BRIEF: Render every line of the listing below as a Markdown table with two columns, "No." for the row number and "Entry" for the line itself, omitting blank lines and excluding the pictures.

DATA EXTRACT:
══════

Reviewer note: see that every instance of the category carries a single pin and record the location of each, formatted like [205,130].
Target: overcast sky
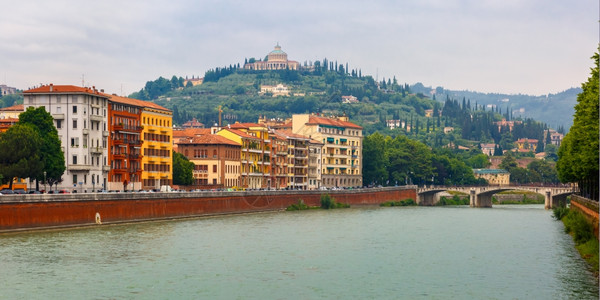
[532,47]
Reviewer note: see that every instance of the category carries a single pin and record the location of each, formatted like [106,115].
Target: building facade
[157,146]
[493,176]
[80,115]
[276,60]
[342,147]
[125,143]
[216,160]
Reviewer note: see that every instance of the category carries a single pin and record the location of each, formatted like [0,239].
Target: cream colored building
[341,151]
[276,60]
[275,90]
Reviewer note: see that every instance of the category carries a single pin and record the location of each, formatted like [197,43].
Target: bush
[298,206]
[327,202]
[455,200]
[559,212]
[406,202]
[576,224]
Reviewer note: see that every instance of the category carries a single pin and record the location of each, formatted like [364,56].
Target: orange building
[216,160]
[124,144]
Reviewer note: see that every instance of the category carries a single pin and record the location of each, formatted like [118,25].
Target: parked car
[7,192]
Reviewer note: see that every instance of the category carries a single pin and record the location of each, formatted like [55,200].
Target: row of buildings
[117,143]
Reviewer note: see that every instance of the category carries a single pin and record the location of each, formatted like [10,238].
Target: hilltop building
[7,90]
[275,90]
[276,60]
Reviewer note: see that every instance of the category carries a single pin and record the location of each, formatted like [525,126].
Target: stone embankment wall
[26,212]
[588,208]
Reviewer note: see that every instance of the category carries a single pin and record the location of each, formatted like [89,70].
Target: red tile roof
[211,139]
[51,88]
[18,107]
[241,133]
[135,102]
[245,125]
[317,120]
[190,132]
[289,134]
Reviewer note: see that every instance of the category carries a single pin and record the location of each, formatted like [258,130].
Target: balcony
[96,150]
[96,118]
[79,167]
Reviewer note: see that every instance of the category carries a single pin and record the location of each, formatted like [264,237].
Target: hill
[556,110]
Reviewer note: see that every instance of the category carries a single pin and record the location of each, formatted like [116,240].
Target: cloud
[511,46]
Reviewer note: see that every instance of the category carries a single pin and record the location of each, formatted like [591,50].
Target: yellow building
[157,146]
[256,153]
[341,151]
[493,176]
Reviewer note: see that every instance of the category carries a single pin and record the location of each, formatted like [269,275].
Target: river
[506,252]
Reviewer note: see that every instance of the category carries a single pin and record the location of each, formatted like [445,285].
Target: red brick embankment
[29,212]
[588,208]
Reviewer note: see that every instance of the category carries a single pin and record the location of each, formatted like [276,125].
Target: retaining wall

══════

COMPLETE OUTPUT:
| No. | Entry |
|---|---|
| 1 | Reviewer note: see that every instance of the category carries a single pin and record the location of each, formatted like [205,130]. |
| 2 | Target: overcast sky |
| 3 | [532,47] |
| 4 | Reviewer note: see that every instance of the category carries a single pin and record the location of each, formatted like [106,115]. |
| 5 | Target: building facade |
| 6 | [157,146] |
| 7 | [493,176] |
| 8 | [80,115] |
| 9 | [276,60] |
| 10 | [342,147] |
| 11 | [125,143] |
| 12 | [216,160] |
| 13 | Reviewer note: see that every instance of the category carries a single pin and record the location of each, formatted like [0,239]. |
| 14 | Target: cream colored building |
| 15 | [341,151] |
| 16 | [276,60] |
| 17 | [275,90] |
| 18 | Reviewer note: see that every instance of the category carries a single pin and record the location of each, formatted like [197,43]. |
| 19 | Target: bush |
| 20 | [298,206] |
| 21 | [327,202] |
| 22 | [455,200] |
| 23 | [559,212] |
| 24 | [406,202] |
| 25 | [576,224] |
| 26 | Reviewer note: see that every instance of the category carries a single pin and record the location of each, formatted like [364,56]. |
| 27 | Target: orange building |
| 28 | [216,160] |
| 29 | [124,144] |
| 30 | Reviewer note: see that every instance of the category carries a single pin and record the location of each, formatted like [118,25]. |
| 31 | Target: parked car |
| 32 | [7,192] |
| 33 | Reviewer note: see that every instance of the category carries a single pin and record the location of each, formatted like [55,200]. |
| 34 | Target: row of buildings |
| 35 | [117,143] |
| 36 | Reviewer note: see that every instance of the category carries a single pin and record the location of each, formatted like [10,238]. |
| 37 | Target: hilltop building |
| 38 | [7,90] |
| 39 | [275,90] |
| 40 | [276,60] |
| 41 | Reviewer note: see that every instance of the category carries a single pin and record the location of each, formatted like [525,126]. |
| 42 | Target: stone embankment wall |
| 43 | [26,212] |
| 44 | [588,208] |
| 45 | Reviewer note: see that every instance of the category carries a single pin and record the location of each, formatted like [89,70]. |
| 46 | Target: red tile roof |
| 47 | [211,139] |
| 48 | [51,88] |
| 49 | [18,107] |
| 50 | [241,133] |
| 51 | [135,102] |
| 52 | [245,125] |
| 53 | [317,120] |
| 54 | [190,132] |
| 55 | [289,134] |
| 56 | Reviewer note: see that every instance of the category carries a single pin and record the location of each, formatted like [258,130]. |
| 57 | Target: balcony |
| 58 | [96,150] |
| 59 | [96,118] |
| 60 | [79,167] |
| 61 | Reviewer note: see that every instance of the category carries a single pin and record the location of each, formatted like [264,237]. |
| 62 | Target: hill |
| 63 | [556,110] |
| 64 | Reviewer note: see that every instance of the category carries a single pin and record the location of each, formatted like [116,240]. |
| 65 | Target: cloud |
| 66 | [511,46] |
| 67 | Reviewer note: see that every instance of the category carries a single pin and record the location of each, formatted like [591,50]. |
| 68 | Target: yellow building |
| 69 | [157,146] |
| 70 | [256,153] |
| 71 | [341,151] |
| 72 | [493,176] |
| 73 | Reviewer note: see that every instance of the category carries a single pin and record the location of each, formatted like [269,275]. |
| 74 | Target: river |
| 75 | [506,252] |
| 76 | Reviewer note: see that every instance of the category carries a single pin and record the location of each, formatted like [445,285]. |
| 77 | Target: red brick embankment |
| 78 | [29,212] |
| 79 | [588,208] |
| 80 | Reviewer note: see that every instance of the category carries a single pin and record the location of each, formatted like [276,125]. |
| 81 | Target: retaining wall |